▶ _What is needed_: Duplicate the kayak forum thread word for word, from "He beat me to" to "into the water?".

▶ _Excerpted passage_:
_____
Cause the revolution cuts through the water like butter. The outback is in between


----------



## bbarton13

no the pa is my first choice but i would like to have a second one thats faster for offshore


----------



## MillerTime

OK that makes sense.


----------



## Caddy Yakker

MillerTime said:


> Just curious why the two of you are saying that your next one isn't going to be a pa. Is that because you are getting another one to have a second for different uses or to replace your current pa's?


Thats because we both already have a PA which is very stable but not very fast, heavy and not great for long distances. I would like a revo for long distance trips out in the GOM. I want a pa and a revo for diff types of fishing.


----------



## Caddy Yakker

He beat me to it lol


----------



## MillerTime

Well I don't really plan on taking it out into the gulf too much. I mean I probably will just to do it but that is what my boat is for. I m getting the kayak to do more inshore with the occasional trip out into the gulf. I have another couple questions.

1. How do you guys transport your pa's? DO you trailer them or maybe put them in the bed of your truck?
2. Is the weight an issue for you at all in loading/unloading and getting it into the water?
3. I see that the only real difference between the 2010 and 2011 is where the steering control is at. Do you guys think that either one works better for you?


----------



## Caddy Yakker

I put mine in the bed of my truck. I have a trailer I could use but then I would have to pay lauch fees at the boat ramp.
When my pa is loaded down I can barely pull it up a hill at the end of the day. I had Breeze fabricators build me a beach cart because they don't sell carts big enough for the pa. I have 19" balloon tires on mine.


----------



## EODangler

Not mine, but found this on CL.


http://okaloosa.craigslist.org/boa/2757761388.html


----------



## Bonsaifishrman

EODangler said:


> Not mine, but found this on CL.
> 
> 
> http://okaloosa.craigslist.org/boa/2757761388.html


That is a great price for a used one.


----------



## MillerTime

I still have to go actually check the pa out hopefully sometime this week if I can get over to Pensacola sometime but I think that I am leaning towards getting a pa instead of the outback. Ive been doing a bunch of research today about what type of fishfinder/gps to get.
_____
▶ _Dataset_:
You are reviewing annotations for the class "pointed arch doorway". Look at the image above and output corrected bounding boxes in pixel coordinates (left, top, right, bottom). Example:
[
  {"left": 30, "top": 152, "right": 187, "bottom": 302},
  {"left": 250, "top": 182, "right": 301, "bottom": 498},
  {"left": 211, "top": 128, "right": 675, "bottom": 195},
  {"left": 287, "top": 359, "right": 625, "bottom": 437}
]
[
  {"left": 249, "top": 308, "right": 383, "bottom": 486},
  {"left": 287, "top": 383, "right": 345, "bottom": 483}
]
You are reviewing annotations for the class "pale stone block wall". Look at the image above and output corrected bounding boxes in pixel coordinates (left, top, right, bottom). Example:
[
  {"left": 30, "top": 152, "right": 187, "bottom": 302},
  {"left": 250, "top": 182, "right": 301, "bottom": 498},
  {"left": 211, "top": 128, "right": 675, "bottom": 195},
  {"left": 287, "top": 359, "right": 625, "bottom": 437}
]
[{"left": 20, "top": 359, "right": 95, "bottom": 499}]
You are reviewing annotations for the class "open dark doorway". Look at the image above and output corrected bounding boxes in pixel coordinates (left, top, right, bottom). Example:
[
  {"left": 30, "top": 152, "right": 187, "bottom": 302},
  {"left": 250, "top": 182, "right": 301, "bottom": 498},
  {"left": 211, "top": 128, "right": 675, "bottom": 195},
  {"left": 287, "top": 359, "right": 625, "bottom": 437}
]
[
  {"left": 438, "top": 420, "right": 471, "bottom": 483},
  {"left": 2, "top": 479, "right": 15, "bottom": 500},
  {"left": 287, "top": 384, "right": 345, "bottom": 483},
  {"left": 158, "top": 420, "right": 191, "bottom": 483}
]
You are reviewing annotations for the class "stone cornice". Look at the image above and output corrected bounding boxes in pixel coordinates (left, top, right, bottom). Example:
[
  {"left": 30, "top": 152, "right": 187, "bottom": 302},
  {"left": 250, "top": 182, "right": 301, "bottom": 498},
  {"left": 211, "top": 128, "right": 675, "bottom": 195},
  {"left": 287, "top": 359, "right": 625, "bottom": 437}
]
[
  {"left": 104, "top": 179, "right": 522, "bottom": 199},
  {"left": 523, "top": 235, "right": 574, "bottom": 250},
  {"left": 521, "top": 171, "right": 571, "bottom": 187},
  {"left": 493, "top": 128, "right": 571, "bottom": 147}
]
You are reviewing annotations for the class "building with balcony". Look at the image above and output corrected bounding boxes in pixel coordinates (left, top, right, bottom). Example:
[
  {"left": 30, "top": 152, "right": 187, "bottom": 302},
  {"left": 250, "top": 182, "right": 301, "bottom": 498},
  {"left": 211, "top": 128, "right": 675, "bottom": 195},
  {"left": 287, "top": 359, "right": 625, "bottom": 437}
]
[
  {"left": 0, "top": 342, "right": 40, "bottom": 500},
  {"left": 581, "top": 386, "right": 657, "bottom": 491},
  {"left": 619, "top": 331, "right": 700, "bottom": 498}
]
_____
▶ _Correct output_:
He beat me to it lol


----------



## MillerTime

Well I don't really plan on taking it out into the gulf too much. I mean I probably will just to do it but that is what my boat is for. I m getting the kayak to do more inshore with the occasional trip out into the gulf. I have another couple questions.

1. How do you guys transport your pa's? DO you trailer them or maybe put them in the bed of your truck?
2. Is the weight an issue for you at all in loading/unloading and getting it into the water?